▶ **WORK TO COMPLETE**
Print out every record exactly as it appears.

▶ **SUPPLIED ENTRIES**
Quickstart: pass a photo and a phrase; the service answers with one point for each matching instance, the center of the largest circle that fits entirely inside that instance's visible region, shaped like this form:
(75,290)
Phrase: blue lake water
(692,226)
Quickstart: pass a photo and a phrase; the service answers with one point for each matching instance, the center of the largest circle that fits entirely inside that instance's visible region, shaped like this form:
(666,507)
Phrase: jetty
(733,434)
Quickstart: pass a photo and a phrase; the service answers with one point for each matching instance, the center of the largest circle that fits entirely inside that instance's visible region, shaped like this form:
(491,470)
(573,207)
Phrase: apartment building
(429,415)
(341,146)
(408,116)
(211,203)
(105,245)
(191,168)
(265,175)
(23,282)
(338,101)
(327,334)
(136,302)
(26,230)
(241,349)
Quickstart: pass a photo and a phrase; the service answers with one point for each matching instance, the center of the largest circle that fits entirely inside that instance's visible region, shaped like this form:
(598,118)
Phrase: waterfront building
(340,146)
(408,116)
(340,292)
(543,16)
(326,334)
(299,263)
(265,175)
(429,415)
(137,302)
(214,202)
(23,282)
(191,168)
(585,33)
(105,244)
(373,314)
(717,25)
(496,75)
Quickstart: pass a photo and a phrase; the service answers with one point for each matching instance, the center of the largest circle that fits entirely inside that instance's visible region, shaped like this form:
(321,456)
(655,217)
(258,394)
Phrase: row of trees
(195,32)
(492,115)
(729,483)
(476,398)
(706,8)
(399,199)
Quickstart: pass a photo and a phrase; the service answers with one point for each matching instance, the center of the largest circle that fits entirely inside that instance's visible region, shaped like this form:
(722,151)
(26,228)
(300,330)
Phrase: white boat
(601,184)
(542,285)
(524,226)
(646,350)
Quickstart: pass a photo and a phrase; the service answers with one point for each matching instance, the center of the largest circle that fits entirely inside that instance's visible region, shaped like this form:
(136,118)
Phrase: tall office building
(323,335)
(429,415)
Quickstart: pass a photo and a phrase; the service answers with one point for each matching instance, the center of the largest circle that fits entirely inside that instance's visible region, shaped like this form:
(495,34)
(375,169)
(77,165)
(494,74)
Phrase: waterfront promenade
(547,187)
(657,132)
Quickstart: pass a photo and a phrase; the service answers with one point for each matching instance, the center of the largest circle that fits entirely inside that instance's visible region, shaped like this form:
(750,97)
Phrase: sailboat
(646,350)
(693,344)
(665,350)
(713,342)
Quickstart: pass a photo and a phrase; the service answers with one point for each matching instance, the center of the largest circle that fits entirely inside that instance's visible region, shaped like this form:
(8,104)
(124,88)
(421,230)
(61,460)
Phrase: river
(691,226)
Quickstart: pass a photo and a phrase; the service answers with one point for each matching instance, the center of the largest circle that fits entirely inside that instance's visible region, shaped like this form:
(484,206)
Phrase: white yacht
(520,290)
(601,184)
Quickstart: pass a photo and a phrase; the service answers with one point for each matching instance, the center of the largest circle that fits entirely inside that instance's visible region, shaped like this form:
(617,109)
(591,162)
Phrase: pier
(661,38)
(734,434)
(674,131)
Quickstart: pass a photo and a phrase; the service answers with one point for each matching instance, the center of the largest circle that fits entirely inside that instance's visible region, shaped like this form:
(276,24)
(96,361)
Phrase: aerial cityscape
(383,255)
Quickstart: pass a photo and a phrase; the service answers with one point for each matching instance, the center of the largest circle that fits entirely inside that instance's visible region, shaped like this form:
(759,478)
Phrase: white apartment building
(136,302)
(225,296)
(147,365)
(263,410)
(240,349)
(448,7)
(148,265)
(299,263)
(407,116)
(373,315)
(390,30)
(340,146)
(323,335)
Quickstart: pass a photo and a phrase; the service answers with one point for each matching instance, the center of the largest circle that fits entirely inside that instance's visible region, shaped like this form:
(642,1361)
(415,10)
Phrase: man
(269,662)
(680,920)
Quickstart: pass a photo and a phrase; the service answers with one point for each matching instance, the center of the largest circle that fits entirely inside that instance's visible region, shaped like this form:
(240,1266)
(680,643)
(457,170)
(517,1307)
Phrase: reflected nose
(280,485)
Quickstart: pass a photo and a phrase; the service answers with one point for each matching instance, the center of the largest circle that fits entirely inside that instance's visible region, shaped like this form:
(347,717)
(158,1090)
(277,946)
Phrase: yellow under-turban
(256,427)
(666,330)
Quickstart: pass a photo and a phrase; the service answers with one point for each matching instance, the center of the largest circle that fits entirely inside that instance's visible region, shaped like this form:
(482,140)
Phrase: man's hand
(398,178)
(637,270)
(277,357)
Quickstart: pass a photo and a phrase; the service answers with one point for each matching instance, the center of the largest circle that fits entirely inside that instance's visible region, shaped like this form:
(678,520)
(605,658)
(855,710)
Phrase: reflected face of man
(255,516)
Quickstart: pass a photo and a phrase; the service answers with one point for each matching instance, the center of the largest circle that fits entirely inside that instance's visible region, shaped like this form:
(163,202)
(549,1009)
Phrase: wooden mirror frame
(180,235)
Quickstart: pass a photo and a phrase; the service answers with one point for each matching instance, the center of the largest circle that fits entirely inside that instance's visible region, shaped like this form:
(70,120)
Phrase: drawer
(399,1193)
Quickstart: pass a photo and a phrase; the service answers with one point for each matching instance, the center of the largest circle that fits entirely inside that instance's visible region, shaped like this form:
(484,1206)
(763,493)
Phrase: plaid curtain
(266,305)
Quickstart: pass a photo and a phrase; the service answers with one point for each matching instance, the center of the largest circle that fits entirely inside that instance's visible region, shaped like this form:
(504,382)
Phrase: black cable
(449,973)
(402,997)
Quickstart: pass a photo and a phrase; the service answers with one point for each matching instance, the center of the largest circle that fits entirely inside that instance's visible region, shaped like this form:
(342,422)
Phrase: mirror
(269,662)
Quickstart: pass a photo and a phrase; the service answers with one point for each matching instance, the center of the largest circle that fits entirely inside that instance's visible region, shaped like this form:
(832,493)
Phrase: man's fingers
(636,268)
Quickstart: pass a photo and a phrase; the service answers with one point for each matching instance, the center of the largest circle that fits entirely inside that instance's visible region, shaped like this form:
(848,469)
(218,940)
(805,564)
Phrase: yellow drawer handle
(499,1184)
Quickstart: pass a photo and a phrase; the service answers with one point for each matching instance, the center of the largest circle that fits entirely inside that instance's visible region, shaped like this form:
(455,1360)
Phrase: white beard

▶ **THE RESULT**
Quickstart: pass a photo and a phrase; the service answers with one point for each matching instance, the center of the largest circle that fits entirely inside that instance's visible region, shaped like this form:
(75,290)
Phrase: blue lake water
(692,226)
Quickstart: pass a photo and a phrase; the service answers with one point for each matching instance, the center of the largest circle that fits entirely inside that instance's visible region, shaped like this form:
(666,507)
Phrase: jetty
(733,434)
Quickstart: pass a photo and a phrase; the service answers with one point for each matching instance, the center of the largest circle that fits entirely inside that instance's visible region, shaped like this form:
(491,470)
(573,207)
Phrase: apartment building
(429,415)
(341,146)
(408,116)
(211,203)
(105,245)
(191,168)
(265,175)
(23,282)
(338,101)
(327,334)
(136,302)
(26,230)
(241,349)
Quickstart: pass a photo and a phrase; the service answers with one point for each matching instance, the center of the largest circle that fits entirely inside that instance's visible region, shaped like this form:
(598,118)
Phrase: waterfront building
(340,146)
(408,116)
(340,292)
(543,16)
(326,334)
(299,263)
(265,175)
(429,415)
(137,302)
(214,202)
(23,282)
(191,168)
(585,33)
(105,244)
(373,314)
(717,25)
(496,75)
Quickstart: pass a photo and a phrase; the service answers with one point for each matching instance, the center of the largest circle that fits entirely inside that instance's visible region, shaped like this form:
(321,456)
(655,217)
(258,394)
Phrase: row of trees
(195,32)
(492,115)
(729,483)
(476,398)
(706,8)
(399,199)
Quickstart: pass a photo and a phrase; the service answers with one point for each matching instance, the center of the largest circle that fits entirely inside that instance's visible region, shaped like this form:
(722,151)
(26,228)
(300,330)
Phrase: white boat
(601,184)
(542,285)
(524,226)
(646,350)
Quickstart: pass a photo and a phrase; the service answers with one point for each matching instance, the center of the largest circle that fits entirely inside that instance's visible region, shaped like this form:
(136,118)
Phrase: tall office building
(323,335)
(429,415)
Quickstart: pass a photo and a phrase; the service answers with one point for each matching instance, the center of the largest circle that fits entirely inside that instance's visible region, shaped like this form:
(495,34)
(375,169)
(77,165)
(494,74)
Phrase: waterfront promenade
(547,187)
(657,132)
Quickstart: pass a photo and a phrase; the service answers with one point for each matching instance, the center of the largest circle that fits entirely inside that instance's visible region, shaped like this form:
(750,97)
Phrase: sailboat
(646,350)
(693,344)
(665,350)
(713,342)
Quickstart: pass a photo and a phrase; the service answers with one point for each matching instance, the center of the largest circle that fits entirely inside that instance's visible region, shaped like this form:
(8,104)
(124,88)
(421,230)
(61,460)
Phrase: river
(691,226)
Quickstart: pass a photo and a phrase; the service answers with one point for each matching instance, the center of the largest circle that fits entirely inside that instance's visible region, shaped like this form:
(484,206)
Phrase: white yacht
(520,290)
(601,184)
Quickstart: pass a photo and a phrase; the service answers with one point for each matching instance, the center of the largest circle that fits entirely inside that instance's visible region, shaped like this form:
(617,109)
(591,162)
Phrase: pier
(661,38)
(734,434)
(674,131)
Quickstart: pass a photo and a phrase; the service answers with one point for each matching instance, the center of the largest circle that fits entirely inside that instance's visible region, shaped like this form:
(276,24)
(96,361)
Phrase: aerial cityscape
(383,255)
Quickstart: pass a photo and a phrase; the service answers with one point for each matching instance, the center of the largest circle that fits entirely inside that instance's visible region, shaped like this form:
(759,478)
Phrase: white apartment building
(136,302)
(225,296)
(147,365)
(263,410)
(240,349)
(448,7)
(148,265)
(299,263)
(407,116)
(373,315)
(390,30)
(340,146)
(323,335)
Quickstart: pass a photo and a phrase; the service answers with one point for each matching instance, the center of the largest circle that fits entirely inside that instance's visible region, shaped like this form:
(642,1361)
(415,10)
Phrase: man
(269,662)
(680,920)
Quickstart: pass a photo and a phrase; the service answers with one point for each matching instance, the center of the largest circle that fits entirely inside that instance's visible region, shaped like this form:
(240,1266)
(680,643)
(457,170)
(517,1307)
Phrase: reflected nose
(280,485)
Quickstart: pass a photo and a phrase; the service answers with one point for each matching instance, the center of the largest circle that fits entirely inside that instance's visible region, shaped like this form:
(347,717)
(158,1090)
(277,946)
Phrase: yellow under-turban
(256,427)
(666,330)
Quickstart: pass a photo and a phrase; the service answers with one point for each matching instance, the center of the largest circle that fits entirely inside that instance's visible region, shaped like this form:
(482,140)
Phrase: man's hand
(398,178)
(637,270)
(277,357)
Quickstart: pass a photo and a phrase; the service answers with one point for each matching instance, the center of the largest circle that fits entirely inside that instance's visible region, shaped like this form:
(678,520)
(605,658)
(855,710)
Phrase: reflected face of man
(255,516)
Quickstart: pass a photo and a phrase; the service answers with one point for each matching instance, the center of the largest circle that fits entirely inside that instance's visible region, shaped like this form:
(163,202)
(549,1009)
Phrase: wooden mirror frame
(180,235)
Quickstart: pass a photo and a phrase; the service answers with one point for each matching instance, the center of the largest circle that fits entirely inside that instance's visible region, shaped like this form:
(70,120)
Phrase: drawer
(399,1193)
Quickstart: pass a photo and a phrase; the service answers with one point for each matching instance, the center of the largest circle that fits entirely inside that instance's visible region, shaped like this form:
(484,1206)
(763,493)
Phrase: plaid curtain
(266,305)
Quickstart: pass a photo and a phrase; the service answers with one point for each matching instance, the center of the largest circle that fits entirely inside that instance's visible region, shaped like this form:
(504,382)
Phrase: black cable
(449,973)
(402,997)
Quickstart: pass a photo and a phrase; the service answers with one point for each matching instance, the center of the largest circle that fits entirely inside that instance's visible region, shaped like this form:
(342,422)
Phrase: mirror
(269,662)
Quickstart: pass a photo and a phrase; the service answers with one point for each matching instance, the center of the largest circle that fits entirely inside that instance's visible region, shaped like this form:
(832,493)
Phrase: man's fingers
(636,268)
Quickstart: pass a photo and a phrase; the service answers with one point for each matching instance, the center of the largest circle that fits entirely inside that instance's visible region, shaped like this form:
(848,469)
(218,940)
(805,564)
Phrase: yellow drawer handle
(499,1184)
Quickstart: pass a photo and a phrase; the service answers with one point for each matching instance, the center of the largest circle that fits entirely inside that instance's visible region, shaped like this form:
(455,1360)
Phrase: white beard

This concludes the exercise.